Aim A
Rescale the polygon outline records that come after the school policy text. Reproduce every line of those records, instruction lines included, but multiply each vertex coordinate in the outline answers by 0.35 and round it to a whole number, with halves rounding up. Leave the picture lines out of your output.

Source excerpt
====================
Promoting Positive Behaviour

Aim of Policy

This policy has been written to ensure that pupils, parents and staff are clear about our expectations and procedures.  We believe every child has a right to learn, free from distraction, and this document outlines the system we use to ensure that we all work together to provide all pupils with a quality education.

We are also determined that all children at Meadowdale should expect to receive continuing recognition for fulfilling our expectations of behaviour standards.


We recognise that the quality and range of the curriculum is a significant determinant of pupils’ behaviour.

The curriculum will be delivered using a wide variety of teaching methods and styles appropriate to individual children and classes.  There is a taught structured programme called SEAL which helps children to develop their understanding of their own and other people’s behaviour and its impact on the school and wider community.  This is an inclusive approach where children tackle a concept at the same time across the school at an age appropriate level. We also use another resource called ‘R Time’, which fosters positive relationships.

By providing an interesting and exciting place to learn we encourage children to respond positively and to actively engage with learning. When this happens, staff will consistently highlight and praise this appropriate behaviour.

Ethos and Atmosphere

We believe that Meadowdale Primary School is a friendly place which celebrates a caring ethos, where everyone is treated with respect and people’s positive contributions are valued.  All visitors and newcomers are made welcome to the school.

We understand that the atmosphere of the school is a key ingredient to establishing good behaviour.  All adults act as positive role models and have high expectations of behaviour standards and we will always encourage and support everyone to follow our school code of conduct.  The Headteacher will lead the school to monitor and review this policy (as per our monitoring and evaluation plan for policies) and in consultation with all adults working at the school.

All adults at Meadowdale Primary School recognise that some children may need support in attaining expected behaviours and will work with children on specific plans or programmes which will allow them to integrate effectively into school.

School Rules

  • Ready
  • Responsible
  • Respectful

From these rules class teachers will develop a set of classroom expectations and reward the pupils for consistent adherence to them.
====================
Aim B
Extract the entire school behavior policy above, reproducing every line of it unchanged.

Data for processing
====================
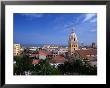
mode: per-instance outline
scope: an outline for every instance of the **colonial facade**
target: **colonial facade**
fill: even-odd
[[[73,55],[75,50],[78,50],[78,39],[75,32],[72,31],[69,36],[68,52],[70,55]]]

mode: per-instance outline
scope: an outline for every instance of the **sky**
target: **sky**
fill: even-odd
[[[96,13],[14,13],[14,42],[68,45],[76,33],[78,43],[97,43]]]

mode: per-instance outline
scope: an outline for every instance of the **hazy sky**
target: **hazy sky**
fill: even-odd
[[[97,42],[95,13],[15,13],[14,42],[21,44],[68,44],[72,28],[79,43]]]

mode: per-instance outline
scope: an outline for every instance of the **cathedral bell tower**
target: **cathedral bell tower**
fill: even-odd
[[[70,55],[74,55],[75,50],[78,50],[78,39],[75,32],[71,32],[69,36],[68,52]]]

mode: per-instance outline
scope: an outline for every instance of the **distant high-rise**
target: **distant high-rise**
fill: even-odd
[[[68,52],[70,55],[73,55],[75,50],[78,50],[78,39],[76,33],[72,31],[69,36]]]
====================
Final result A
mode: per-instance outline
scope: an outline for every instance of the **colonial facade**
target: **colonial facade**
fill: even-odd
[[[26,19],[26,18],[27,18],[27,14],[26,11],[25,11],[24,13],[24,18],[25,19]]]

mode: per-instance outline
scope: an outline for every instance of the **sky**
target: **sky**
fill: even-odd
[[[34,5],[5,5],[5,15],[24,16],[27,12],[27,15],[34,15]]]

mode: per-instance outline
scope: an outline for every instance of the **hazy sky**
target: **hazy sky**
fill: even-odd
[[[34,15],[33,5],[5,5],[5,15],[7,15],[24,15],[25,10],[28,15]]]

mode: per-instance outline
scope: an outline for every instance of the **cathedral bell tower**
target: **cathedral bell tower**
fill: even-odd
[[[25,19],[26,19],[26,18],[27,18],[27,14],[26,11],[25,11],[24,13],[24,18]]]

mode: per-instance outline
scope: an outline for every instance of the **distant high-rise**
target: **distant high-rise**
fill: even-odd
[[[24,18],[25,19],[26,19],[26,18],[27,18],[27,14],[27,12],[25,11],[24,13]]]

Final result B
Promoting Positive Behaviour

Aim of Policy

This policy has been written to ensure that pupils, parents and staff are clear about our expectations and procedures.  We believe every child has a right to learn, free from distraction, and this document outlines the system we use to ensure that we all work together to provide all pupils with a quality education.

We are also determined that all children at Meadowdale should expect to receive continuing recognition for fulfilling our expectations of behaviour standards.


We recognise that the quality and range of the curriculum is a significant determinant of pupils’ behaviour.

The curriculum will be delivered using a wide variety of teaching methods and styles appropriate to individual children and classes.  There is a taught structured programme called SEAL which helps children to develop their understanding of their own and other people’s behaviour and its impact on the school and wider community.  This is an inclusive approach where children tackle a concept at the same time across the school at an age appropriate level. We also use another resource called ‘R Time’, which fosters positive relationships.

By providing an interesting and exciting place to learn we encourage children to respond positively and to actively engage with learning. When this happens, staff will consistently highlight and praise this appropriate behaviour.

Ethos and Atmosphere

We believe that Meadowdale Primary School is a friendly place which celebrates a caring ethos, where everyone is treated with respect and people’s positive contributions are valued.  All visitors and newcomers are made welcome to the school.

We understand that the atmosphere of the school is a key ingredient to establishing good behaviour.  All adults act as positive role models and have high expectations of behaviour standards and we will always encourage and support everyone to follow our school code of conduct.  The Headteacher will lead the school to monitor and review this policy (as per our monitoring and evaluation plan for policies) and in consultation with all adults working at the school.

All adults at Meadowdale Primary School recognise that some children may need support in attaining expected behaviours and will work with children on specific plans or programmes which will allow them to integrate effectively into school.

School Rules

  • Ready
  • Responsible
  • Respectful

From these rules class teachers will develop a set of classroom expectations and reward the pupils for consistent adherence to them.